> YOUR TASK
Gather every line in the records below that contains the word "handle", and copy each of those lines without changes.

> RECORDS FOR THE EXERCISE
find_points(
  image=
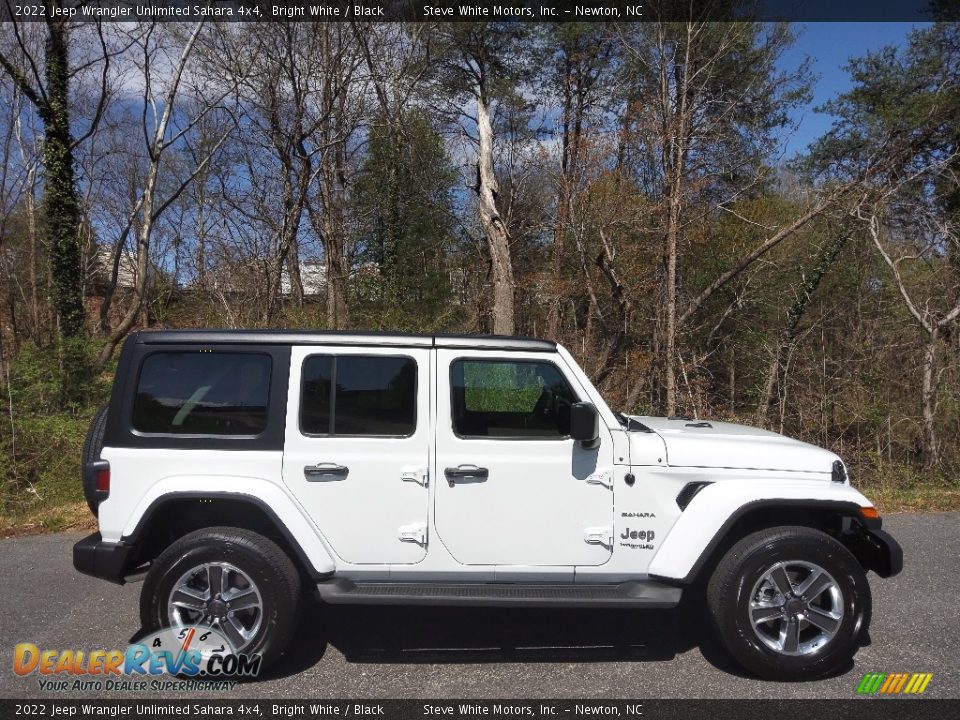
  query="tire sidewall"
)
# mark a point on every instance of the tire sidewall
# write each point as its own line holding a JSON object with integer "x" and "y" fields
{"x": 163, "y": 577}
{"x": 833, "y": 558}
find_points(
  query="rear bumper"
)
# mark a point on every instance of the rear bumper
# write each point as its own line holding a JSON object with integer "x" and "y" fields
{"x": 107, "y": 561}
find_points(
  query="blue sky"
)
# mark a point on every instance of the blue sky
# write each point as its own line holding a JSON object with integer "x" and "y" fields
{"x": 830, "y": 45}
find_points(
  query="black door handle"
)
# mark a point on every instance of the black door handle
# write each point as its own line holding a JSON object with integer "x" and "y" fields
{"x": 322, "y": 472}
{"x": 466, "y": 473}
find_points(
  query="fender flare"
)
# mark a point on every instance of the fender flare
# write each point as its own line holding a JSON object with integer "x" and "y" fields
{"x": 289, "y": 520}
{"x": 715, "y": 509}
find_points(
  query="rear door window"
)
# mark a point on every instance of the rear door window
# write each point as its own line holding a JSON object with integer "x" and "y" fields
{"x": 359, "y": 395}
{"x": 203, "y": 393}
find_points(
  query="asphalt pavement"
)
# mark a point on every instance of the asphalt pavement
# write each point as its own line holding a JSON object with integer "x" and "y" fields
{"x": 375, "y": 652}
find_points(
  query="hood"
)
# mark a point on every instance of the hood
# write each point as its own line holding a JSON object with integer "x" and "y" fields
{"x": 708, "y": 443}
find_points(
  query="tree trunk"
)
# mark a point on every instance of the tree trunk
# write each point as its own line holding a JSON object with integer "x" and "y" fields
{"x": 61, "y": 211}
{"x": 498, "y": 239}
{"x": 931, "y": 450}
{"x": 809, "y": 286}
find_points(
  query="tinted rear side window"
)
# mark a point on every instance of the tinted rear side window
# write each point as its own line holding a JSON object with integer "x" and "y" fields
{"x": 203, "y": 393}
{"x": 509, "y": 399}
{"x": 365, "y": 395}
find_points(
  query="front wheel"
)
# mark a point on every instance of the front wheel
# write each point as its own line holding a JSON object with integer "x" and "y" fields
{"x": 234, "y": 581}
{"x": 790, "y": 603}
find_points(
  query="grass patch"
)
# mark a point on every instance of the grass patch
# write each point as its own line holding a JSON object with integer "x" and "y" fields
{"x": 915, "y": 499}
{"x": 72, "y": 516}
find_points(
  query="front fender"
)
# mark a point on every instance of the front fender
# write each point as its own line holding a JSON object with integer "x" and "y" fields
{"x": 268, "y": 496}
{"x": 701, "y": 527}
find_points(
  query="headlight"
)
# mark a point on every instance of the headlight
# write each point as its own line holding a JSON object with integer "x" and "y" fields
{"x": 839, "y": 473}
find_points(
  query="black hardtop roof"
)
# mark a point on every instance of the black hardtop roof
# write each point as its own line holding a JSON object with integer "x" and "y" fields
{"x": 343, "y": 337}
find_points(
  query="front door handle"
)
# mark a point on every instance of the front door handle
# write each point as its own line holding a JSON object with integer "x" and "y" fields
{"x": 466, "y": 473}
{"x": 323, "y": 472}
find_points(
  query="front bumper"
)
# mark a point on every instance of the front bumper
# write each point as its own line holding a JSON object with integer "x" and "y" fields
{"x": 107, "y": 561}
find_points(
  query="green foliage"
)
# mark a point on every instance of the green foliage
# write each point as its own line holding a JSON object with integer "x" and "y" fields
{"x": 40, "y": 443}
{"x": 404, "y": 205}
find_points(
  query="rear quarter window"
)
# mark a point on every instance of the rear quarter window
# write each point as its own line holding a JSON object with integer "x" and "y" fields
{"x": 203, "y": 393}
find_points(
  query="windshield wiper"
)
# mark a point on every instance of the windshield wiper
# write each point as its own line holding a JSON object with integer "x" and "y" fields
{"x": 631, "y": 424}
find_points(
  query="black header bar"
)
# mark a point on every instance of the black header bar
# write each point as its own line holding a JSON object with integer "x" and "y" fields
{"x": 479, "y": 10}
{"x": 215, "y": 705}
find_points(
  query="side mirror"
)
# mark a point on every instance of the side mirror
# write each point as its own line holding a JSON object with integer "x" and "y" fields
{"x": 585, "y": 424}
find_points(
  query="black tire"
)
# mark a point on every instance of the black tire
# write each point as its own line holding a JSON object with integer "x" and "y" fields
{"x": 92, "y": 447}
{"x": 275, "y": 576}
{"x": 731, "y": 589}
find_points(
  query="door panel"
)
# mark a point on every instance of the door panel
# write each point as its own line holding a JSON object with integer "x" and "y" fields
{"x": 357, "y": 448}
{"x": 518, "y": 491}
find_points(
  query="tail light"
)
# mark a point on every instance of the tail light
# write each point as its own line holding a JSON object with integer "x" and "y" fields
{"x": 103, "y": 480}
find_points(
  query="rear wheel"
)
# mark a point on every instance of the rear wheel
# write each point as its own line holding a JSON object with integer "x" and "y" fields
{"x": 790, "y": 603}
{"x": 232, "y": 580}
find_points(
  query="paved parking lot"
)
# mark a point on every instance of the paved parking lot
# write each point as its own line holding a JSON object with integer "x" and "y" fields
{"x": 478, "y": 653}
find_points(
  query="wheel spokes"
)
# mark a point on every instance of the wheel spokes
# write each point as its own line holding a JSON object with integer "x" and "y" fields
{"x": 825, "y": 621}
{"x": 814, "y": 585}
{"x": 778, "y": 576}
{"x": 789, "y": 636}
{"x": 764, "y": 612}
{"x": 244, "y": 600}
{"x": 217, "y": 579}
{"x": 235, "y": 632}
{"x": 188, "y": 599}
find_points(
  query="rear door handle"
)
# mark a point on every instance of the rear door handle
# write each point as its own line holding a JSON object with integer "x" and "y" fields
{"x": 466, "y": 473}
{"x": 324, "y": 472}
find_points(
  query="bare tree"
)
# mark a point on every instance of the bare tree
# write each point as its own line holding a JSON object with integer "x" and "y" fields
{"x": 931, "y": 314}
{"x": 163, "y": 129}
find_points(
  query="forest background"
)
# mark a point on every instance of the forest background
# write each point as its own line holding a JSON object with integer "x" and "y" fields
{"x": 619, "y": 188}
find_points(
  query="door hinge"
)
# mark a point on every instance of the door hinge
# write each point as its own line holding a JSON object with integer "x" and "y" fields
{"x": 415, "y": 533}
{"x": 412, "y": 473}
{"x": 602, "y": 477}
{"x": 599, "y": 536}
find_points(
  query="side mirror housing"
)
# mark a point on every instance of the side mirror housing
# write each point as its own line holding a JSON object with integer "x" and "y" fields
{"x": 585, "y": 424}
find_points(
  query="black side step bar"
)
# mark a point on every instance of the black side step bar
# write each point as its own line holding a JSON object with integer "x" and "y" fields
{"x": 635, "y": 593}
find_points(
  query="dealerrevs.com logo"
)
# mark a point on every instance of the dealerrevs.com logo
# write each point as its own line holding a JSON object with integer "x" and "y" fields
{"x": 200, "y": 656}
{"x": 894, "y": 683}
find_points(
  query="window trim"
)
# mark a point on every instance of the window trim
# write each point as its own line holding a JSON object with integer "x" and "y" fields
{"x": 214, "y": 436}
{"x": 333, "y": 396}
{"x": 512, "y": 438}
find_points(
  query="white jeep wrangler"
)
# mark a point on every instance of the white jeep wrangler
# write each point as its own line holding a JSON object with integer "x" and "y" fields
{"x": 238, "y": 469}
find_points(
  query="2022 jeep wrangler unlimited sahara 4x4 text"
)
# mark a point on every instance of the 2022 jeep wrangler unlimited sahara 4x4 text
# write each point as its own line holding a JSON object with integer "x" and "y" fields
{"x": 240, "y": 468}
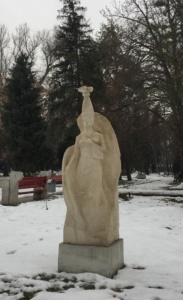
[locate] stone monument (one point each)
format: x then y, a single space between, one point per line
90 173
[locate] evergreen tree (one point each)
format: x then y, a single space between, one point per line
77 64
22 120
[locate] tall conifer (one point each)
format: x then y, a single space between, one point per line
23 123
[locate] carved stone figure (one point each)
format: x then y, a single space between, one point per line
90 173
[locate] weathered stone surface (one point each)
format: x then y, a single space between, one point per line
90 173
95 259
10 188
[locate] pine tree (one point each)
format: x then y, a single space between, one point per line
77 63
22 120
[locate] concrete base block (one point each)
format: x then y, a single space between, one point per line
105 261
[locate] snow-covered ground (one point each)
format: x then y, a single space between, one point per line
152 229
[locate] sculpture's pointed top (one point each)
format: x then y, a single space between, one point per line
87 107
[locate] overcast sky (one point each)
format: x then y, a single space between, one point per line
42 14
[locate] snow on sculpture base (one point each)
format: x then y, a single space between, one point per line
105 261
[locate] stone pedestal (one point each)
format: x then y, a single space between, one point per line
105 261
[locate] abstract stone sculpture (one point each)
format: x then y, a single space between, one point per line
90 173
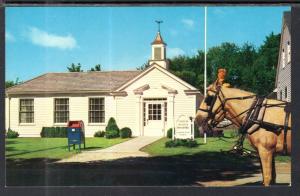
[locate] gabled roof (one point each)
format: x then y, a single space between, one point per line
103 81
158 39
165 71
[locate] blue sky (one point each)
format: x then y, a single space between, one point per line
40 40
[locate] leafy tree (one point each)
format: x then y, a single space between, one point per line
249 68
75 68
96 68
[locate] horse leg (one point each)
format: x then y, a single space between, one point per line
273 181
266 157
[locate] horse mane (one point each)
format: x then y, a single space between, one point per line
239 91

--

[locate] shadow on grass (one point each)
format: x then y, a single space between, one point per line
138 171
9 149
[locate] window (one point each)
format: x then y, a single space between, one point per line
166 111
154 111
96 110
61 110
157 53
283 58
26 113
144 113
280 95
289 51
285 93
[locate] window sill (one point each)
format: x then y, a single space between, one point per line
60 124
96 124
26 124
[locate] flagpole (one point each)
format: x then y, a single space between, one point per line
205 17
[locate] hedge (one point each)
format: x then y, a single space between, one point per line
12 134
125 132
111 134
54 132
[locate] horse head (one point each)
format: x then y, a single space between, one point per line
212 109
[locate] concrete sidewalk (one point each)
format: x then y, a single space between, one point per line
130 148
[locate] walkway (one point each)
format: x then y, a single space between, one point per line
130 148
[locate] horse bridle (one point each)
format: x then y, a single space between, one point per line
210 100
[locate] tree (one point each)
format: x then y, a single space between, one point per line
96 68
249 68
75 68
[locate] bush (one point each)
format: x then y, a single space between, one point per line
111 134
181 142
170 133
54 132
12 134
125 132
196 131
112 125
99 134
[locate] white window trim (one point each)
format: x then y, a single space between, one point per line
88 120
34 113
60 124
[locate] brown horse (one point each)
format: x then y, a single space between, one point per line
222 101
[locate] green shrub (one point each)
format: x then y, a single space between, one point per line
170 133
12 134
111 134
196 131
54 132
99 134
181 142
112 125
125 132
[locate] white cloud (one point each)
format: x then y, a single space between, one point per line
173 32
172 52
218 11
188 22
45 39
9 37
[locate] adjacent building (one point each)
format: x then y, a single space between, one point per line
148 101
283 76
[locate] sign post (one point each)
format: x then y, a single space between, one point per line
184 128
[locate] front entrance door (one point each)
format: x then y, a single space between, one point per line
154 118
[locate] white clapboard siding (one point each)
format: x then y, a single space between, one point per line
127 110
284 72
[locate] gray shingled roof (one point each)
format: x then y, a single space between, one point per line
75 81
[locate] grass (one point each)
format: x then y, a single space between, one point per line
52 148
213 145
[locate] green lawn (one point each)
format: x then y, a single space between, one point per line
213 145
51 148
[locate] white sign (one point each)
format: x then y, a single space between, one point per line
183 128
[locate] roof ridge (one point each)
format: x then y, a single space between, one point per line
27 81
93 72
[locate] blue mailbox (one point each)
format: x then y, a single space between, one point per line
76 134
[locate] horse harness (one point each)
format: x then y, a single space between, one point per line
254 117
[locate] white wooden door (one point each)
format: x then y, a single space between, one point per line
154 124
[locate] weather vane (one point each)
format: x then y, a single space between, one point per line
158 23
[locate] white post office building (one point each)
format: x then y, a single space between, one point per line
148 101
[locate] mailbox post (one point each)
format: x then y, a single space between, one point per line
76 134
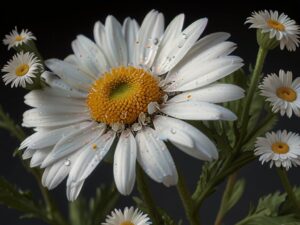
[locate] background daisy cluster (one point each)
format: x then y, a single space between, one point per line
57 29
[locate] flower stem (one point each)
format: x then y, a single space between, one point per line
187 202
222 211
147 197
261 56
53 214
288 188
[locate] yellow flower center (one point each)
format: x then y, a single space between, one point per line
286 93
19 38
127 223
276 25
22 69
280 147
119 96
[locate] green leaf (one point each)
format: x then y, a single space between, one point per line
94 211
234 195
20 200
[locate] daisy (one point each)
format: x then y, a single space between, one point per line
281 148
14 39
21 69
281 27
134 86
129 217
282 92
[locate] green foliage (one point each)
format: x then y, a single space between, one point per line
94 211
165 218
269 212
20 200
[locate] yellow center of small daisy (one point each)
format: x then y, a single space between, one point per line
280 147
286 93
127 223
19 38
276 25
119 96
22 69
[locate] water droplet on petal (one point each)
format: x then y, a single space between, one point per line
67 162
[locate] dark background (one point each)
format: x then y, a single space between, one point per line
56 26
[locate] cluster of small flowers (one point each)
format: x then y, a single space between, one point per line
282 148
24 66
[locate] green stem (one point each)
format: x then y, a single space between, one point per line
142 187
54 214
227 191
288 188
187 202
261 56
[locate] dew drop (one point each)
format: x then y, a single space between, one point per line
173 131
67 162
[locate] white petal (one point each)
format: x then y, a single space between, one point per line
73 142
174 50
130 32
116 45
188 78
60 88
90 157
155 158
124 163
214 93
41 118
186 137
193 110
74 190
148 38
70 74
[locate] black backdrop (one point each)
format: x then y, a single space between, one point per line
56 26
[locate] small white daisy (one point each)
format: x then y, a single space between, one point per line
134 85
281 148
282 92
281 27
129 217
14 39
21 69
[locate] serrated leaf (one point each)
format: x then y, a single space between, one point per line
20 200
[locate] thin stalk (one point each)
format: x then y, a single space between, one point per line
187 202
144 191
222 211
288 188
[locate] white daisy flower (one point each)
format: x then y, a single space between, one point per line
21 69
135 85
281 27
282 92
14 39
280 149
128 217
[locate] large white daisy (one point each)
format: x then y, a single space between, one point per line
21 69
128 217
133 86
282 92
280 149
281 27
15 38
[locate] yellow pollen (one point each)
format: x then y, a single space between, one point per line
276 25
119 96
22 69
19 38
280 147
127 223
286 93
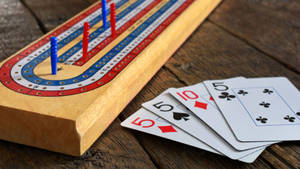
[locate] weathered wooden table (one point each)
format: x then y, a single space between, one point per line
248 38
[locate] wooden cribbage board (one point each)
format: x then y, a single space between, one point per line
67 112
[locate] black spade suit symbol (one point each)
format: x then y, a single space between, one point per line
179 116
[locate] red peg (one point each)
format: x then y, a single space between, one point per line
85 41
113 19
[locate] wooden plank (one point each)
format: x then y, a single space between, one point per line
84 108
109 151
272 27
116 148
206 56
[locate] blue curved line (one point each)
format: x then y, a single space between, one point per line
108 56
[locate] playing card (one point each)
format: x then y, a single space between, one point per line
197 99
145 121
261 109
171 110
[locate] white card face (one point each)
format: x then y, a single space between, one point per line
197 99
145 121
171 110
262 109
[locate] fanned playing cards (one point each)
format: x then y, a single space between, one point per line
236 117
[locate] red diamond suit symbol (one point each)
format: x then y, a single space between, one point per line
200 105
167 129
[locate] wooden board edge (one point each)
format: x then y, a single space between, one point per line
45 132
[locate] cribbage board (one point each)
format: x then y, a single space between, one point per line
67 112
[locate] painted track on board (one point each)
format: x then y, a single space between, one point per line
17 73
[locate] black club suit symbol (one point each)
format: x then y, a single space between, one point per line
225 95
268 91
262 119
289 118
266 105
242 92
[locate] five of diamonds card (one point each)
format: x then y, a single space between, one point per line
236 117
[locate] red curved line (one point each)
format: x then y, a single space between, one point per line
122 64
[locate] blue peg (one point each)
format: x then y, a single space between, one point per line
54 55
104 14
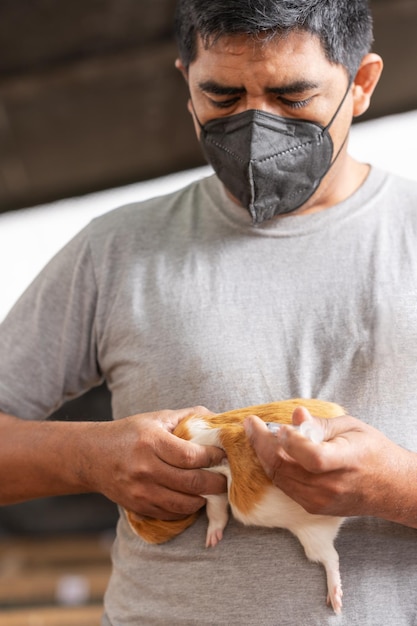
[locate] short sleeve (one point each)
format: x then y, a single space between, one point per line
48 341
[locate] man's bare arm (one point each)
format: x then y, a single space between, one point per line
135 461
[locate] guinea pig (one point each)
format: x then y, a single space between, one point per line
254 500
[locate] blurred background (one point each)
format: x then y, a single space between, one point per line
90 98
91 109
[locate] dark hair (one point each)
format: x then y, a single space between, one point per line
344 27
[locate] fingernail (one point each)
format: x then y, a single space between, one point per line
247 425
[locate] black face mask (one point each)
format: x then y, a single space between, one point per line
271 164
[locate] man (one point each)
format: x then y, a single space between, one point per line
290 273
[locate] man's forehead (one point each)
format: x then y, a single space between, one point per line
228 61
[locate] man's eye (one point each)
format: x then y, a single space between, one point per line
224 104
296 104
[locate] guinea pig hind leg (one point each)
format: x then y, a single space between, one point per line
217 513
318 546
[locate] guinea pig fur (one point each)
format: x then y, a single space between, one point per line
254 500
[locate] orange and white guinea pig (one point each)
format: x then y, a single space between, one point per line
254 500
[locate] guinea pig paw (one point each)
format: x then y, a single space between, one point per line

> SOLUTION FOR THIS EXERCISE
  query="black door handle"
# mark a point on every instance of the black door handle
  query="front door handle"
# mark a point on every instance of the front door handle
  query="rear door handle"
# mark a point on every instance of the rear door handle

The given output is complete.